Work order A
From the text on thyroid problems in dogs, reproduce the passage starting at "If your dog is" and ending at "in food intake.".
Work order B
Render this sentence from the text on thyroid problems in dogs into Spanish: "An underactive thyroid gland is called hypothyroidism, in contrast to an overactive thyroid gland, which is called hyperthyroidism."

Provided text
╔══

The thyroid glands are located either side of your dog’s neck, and are responsible for moderating your dog’s metabolism, regulating their hormones, and keeping your dog’s digestive system running smoothly. They also help to dictate how much your dog need to eats, their healthy weight, and how effectively they are able to process food and get the appropriate nutrients from it.
However, if your dog’s thyroid glands aren’t working properly, this can cause all manner of upsets and anomalies to develop, and which can make your dog quite ill. This can in its turn be caused by a range of different things from tumours and cancers to hormone imbalances and much more, and may develop as a secondary complication of another underlying health condition too.
Many thyroid problems in dogs can be managed or treated successfully once diagnosed and in some cases, even reversed and cured fully – but before this can happen, your vet needs to be able to diagnose the problem, and this itself relies upon you as the dog’s owner spotting that something is up and seeking help.
Overactive or underactive thyroid glands respectively can cause a range of symptoms in dogs, and an underactive thyroid gland is a much more common canine health issue than an overactive one.
An underactive thyroid gland is called hypothyroidism, in contrast to an overactive thyroid gland, which is called hyperthyroidism.
Hypothyroidism is the name given to a health condition in which the thyroid gland doesn’t work as efficiently as it should do, and this can lead to a range of systemic problems for your dog that can cause a number of wide-ranging changes throughout their bodies.
These can be quite variable in presentation from dog to dog depending on a number of factors, but in this article, we will share the most common symptoms of hypothyroidism in dogs, to help you to identify the issue if your own dog should develop an underactive thyroid gland for any reason.
Read on to find out the most common symptoms of hypothyroidism in dogs.
Dogs that have an underactive thyroid gland won’t have an awful lot of energy, as hypothyroidism means that the body cannot process the calories it gets from food into fuel to power your dog’s day to day life.
This means that a dog with hypothyroidism will tend to be lazy and lethargic, and this change will tend to develop over a moderate period of time rather than happening overnight. Your dog might have a lower than normal tolerance for and interest in play and exercise, get tired more quickly, and not be able to walk as far as normal.
They will also probably spend more time asleep, and appear slower to respond to you and less interested in the things they used to enjoy.
Any health condition that affects the hormones like hypothyroidism does can have a knock-on effect on all manner of other bodily processes, and dogs with an underactive thyroid gland will potentially begin to drink more water than normal.
Because your dog’s body is signalling to them that they need more water than they really do, that excessive water intake will also result in your dog needing to pee more than normal, which may manifest as needing to go out to the toilet more often, producing more urine each time they go, or inappropriately urinating in the house if they are unable to go out when they need to.
If your dog is piling on the pounds but isn’t eating any more than usual, hypothyroidism might be the culprit. This is because of the connection between the thyroid hormones and how your dog’s body processes food, and sends signals back and forth about the amount of food it needs and has available to use.
Hypothyroidism or an underactive thyroid gland means that the thyroid isn’t working as efficiently as it should be to process the food the body gets, which results in weight gain without a correlating increase in food intake.

╚══

Source information
╔══

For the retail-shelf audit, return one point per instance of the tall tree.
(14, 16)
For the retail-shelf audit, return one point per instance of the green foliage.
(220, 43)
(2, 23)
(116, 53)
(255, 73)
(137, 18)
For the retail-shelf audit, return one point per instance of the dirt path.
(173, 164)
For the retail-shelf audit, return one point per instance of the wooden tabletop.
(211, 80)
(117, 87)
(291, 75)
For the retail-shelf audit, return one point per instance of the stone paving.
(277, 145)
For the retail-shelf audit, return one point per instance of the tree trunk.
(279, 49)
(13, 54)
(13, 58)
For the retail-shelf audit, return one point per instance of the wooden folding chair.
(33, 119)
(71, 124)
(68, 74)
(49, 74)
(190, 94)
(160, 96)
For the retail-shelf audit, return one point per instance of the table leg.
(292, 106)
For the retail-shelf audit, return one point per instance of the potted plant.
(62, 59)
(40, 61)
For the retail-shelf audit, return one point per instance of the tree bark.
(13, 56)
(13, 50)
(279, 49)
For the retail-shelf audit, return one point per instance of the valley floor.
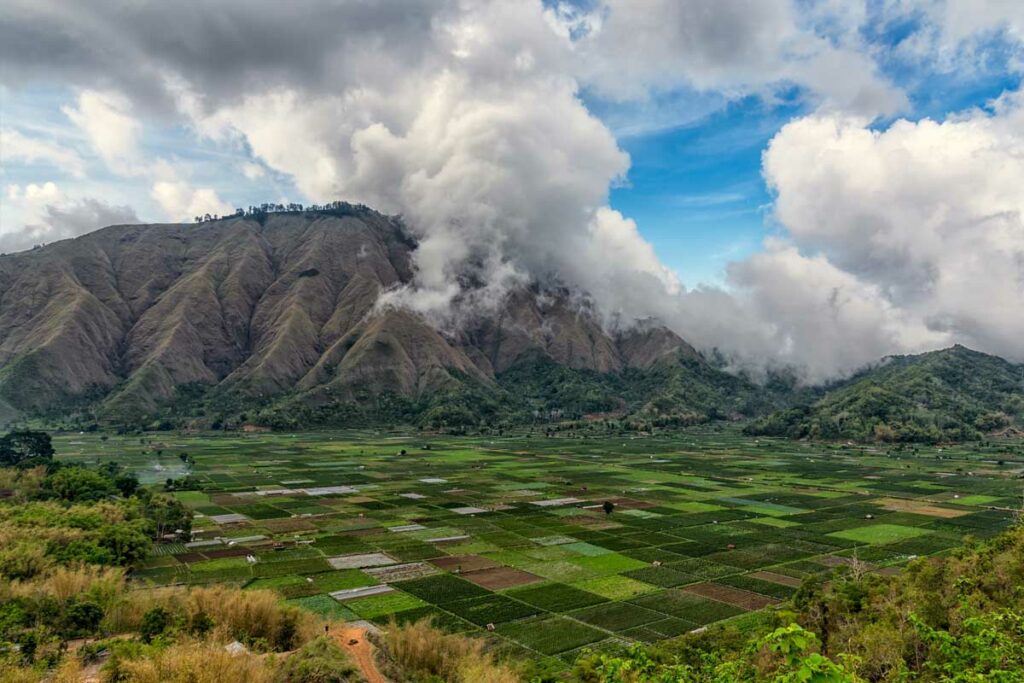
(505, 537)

╚══

Exercise output A
If your dog is piling on the pounds but isn’t eating any more than usual, hypothyroidism might be the culprit. This is because of the connection between the thyroid hormones and how your dog’s body processes food, and sends signals back and forth about the amount of food it needs and has available to use.
Hypothyroidism or an underactive thyroid gland means that the thyroid isn’t working as efficiently as it should be to process the food the body gets, which results in weight gain without a correlating increase in food intake.

Exercise output B
Una glándula tiroides hipoactiva se denomina hipotiroidismo, a diferencia de una glándula tiroides hiperactiva, que se denomina hipertiroidismo.